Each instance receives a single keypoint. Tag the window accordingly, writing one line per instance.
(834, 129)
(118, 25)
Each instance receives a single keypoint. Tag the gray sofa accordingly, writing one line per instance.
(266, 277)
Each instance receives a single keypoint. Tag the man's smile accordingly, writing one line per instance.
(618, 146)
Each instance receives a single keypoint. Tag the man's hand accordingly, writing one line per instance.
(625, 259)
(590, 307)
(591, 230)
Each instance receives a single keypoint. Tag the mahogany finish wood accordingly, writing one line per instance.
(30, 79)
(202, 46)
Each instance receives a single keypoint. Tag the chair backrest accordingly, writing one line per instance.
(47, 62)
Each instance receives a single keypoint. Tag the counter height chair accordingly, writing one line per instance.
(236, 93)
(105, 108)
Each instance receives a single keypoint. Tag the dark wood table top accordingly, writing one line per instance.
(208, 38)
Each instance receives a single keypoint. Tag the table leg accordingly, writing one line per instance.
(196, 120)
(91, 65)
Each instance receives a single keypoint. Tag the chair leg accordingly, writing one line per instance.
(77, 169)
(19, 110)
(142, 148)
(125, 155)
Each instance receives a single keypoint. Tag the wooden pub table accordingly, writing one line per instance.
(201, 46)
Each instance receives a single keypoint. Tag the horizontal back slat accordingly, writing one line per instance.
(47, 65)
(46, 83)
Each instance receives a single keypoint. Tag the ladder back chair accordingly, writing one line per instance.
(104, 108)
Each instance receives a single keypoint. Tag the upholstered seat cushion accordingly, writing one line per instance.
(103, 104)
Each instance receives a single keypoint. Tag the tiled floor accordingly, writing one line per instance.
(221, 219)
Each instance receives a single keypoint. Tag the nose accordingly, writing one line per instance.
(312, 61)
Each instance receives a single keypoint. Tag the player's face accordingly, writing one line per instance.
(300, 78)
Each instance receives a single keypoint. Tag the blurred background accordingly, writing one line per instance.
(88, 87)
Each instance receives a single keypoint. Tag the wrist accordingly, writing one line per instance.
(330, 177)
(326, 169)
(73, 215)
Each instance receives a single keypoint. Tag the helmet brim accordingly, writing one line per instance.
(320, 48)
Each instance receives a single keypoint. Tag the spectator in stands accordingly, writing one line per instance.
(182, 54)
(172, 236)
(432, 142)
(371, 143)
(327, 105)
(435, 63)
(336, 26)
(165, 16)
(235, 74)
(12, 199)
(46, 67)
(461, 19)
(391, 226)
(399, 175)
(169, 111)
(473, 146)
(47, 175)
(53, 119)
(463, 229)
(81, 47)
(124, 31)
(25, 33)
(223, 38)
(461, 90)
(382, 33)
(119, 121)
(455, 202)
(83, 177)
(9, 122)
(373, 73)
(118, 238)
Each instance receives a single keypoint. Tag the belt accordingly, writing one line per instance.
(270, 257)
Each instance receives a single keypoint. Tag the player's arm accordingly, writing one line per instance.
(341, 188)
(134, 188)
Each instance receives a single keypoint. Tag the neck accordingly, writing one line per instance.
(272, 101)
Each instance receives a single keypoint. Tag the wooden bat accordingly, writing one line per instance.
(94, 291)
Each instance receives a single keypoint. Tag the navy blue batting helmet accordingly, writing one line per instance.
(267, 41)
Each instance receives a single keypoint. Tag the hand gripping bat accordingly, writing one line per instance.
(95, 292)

###

PROBLEMA PLANTEADO:
¿Puedes extraer todas las líneas del listado anterior y repetirlas sin cambiar nada?

RESULTADO FINAL:
Each instance receives a single keypoint. Tag the window accordingly, writing one line per instance.
(834, 129)
(118, 25)
Each instance receives a single keypoint. Tag the gray sofa accordingly, writing one line per instance.
(266, 277)
Each instance receives a single keypoint. Tag the man's smile accordingly, writing one line per instance.
(618, 146)
Each instance receives a single keypoint. Tag the man's hand accordingly, writing one line per instance.
(625, 259)
(590, 307)
(591, 230)
Each instance receives a single keypoint. Tag the mahogany finish wood accordingly, writing one line per instance.
(30, 79)
(202, 46)
Each instance receives a single keypoint. Tag the chair backrest accordingly, writing one line per instance.
(47, 62)
Each instance receives a single keypoint. Tag the counter height chair accordingly, writing one line per instance.
(236, 93)
(105, 108)
Each instance receives a single keypoint. Tag the dark wood table top accordingly, writing one line per instance.
(208, 38)
Each instance receives a single keypoint. Tag the table leg accordingly, writing one line per instance.
(196, 120)
(91, 65)
Each instance receives a single keypoint. Tag the chair leg accordingly, writing one line per instance.
(77, 169)
(19, 110)
(142, 148)
(125, 155)
Each instance receives a single keypoint. Tag the wooden pub table accordingly, writing one line per instance.
(201, 46)
Each instance receives a single keypoint. Tag the horizontal back slat accordingly, writing one line per instance.
(47, 65)
(46, 83)
Each instance receives a single keypoint. Tag the ladder back chair accordingly, writing one line per instance.
(104, 108)
Each instance receives a single keypoint. Tag the upholstered seat cushion accordingly, writing one line per instance.
(103, 104)
Each instance receives a single keypoint. Tag the tiled floor accordingly, writing one line per instance.
(221, 219)
Each instance receives a single keypoint. Tag the nose accordingly, writing one line per instance.
(312, 61)
Each instance receives a single keypoint. Tag the player's face accordingly, writing one line per instance.
(300, 78)
Each instance receives a single keypoint. Tag the blurred background accordingly, writing one line per instance.
(88, 87)
Each instance receives a single keypoint. Tag the wrist accordingly, writing one line per instance.
(330, 177)
(326, 169)
(73, 215)
Each instance receives a single keypoint. Tag the helmet brim accordingly, writing one line per instance.
(320, 48)
Each instance receives a single keypoint. Tag the spectator in stands accordingly, writing one line per instance.
(182, 54)
(172, 236)
(432, 142)
(371, 143)
(327, 105)
(435, 63)
(336, 26)
(165, 16)
(235, 74)
(12, 199)
(46, 67)
(461, 19)
(391, 226)
(399, 175)
(169, 111)
(473, 146)
(47, 175)
(53, 119)
(463, 229)
(81, 47)
(124, 31)
(25, 33)
(223, 38)
(461, 90)
(382, 33)
(119, 121)
(455, 202)
(83, 177)
(9, 122)
(373, 73)
(118, 238)
Each instance receives a single keypoint. Tag the belt accordingly, writing one line per instance.
(270, 257)
Each instance receives a single keypoint. Tag the player's arm accordingly, writing one line per instance.
(341, 188)
(134, 188)
Each instance receives a single keypoint. Tag the neck accordingly, writing one line per instance.
(272, 101)
Each instance receives a single keypoint. Tag the wooden bat accordingly, writing one line per instance.
(94, 291)
Each instance receives a single keypoint. Tag the navy blue batting helmet accordingly, writing one line per instance.
(267, 41)
Each instance receives a single keypoint. Tag the hand gripping bat accordingly, writing one line per instance.
(95, 292)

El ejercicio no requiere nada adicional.